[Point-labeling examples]

-- -- --

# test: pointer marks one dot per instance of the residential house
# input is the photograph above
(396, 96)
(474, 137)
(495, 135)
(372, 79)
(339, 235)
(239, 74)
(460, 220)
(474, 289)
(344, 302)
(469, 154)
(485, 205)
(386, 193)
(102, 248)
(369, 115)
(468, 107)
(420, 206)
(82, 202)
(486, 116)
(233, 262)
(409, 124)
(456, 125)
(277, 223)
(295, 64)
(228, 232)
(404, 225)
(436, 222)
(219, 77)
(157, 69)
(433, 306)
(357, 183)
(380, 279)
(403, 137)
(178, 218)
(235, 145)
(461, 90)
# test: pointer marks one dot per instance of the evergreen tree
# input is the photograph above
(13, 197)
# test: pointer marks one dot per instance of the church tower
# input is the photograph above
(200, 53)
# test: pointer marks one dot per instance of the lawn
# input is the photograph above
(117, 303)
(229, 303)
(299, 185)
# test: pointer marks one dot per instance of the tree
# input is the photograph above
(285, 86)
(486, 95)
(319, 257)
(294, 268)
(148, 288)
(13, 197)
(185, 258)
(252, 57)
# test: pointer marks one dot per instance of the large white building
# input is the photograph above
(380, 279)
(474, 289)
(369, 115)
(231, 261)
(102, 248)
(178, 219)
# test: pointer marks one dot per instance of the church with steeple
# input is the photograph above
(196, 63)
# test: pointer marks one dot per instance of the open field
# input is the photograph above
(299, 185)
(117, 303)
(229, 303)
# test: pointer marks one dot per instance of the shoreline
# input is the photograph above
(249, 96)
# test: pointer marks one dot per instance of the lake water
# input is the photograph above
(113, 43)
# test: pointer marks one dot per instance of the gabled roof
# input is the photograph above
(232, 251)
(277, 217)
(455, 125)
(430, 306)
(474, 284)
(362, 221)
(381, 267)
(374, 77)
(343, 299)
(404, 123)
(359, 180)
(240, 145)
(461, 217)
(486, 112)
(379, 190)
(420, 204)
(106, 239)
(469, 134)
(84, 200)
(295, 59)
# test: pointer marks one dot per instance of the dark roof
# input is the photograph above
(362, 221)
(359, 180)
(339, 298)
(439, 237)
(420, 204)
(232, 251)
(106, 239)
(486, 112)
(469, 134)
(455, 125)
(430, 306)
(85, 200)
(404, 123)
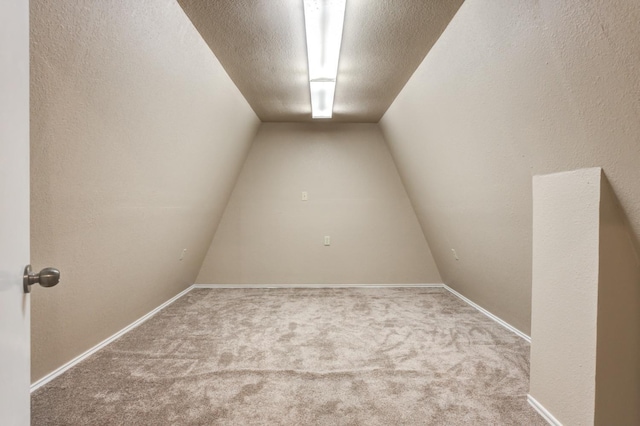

-- -- --

- _Your instructions_
Please work out how many lines of the records above contain the string "tree", counting only matches with the same case. Reply with that number alone.

- _Finished task_
2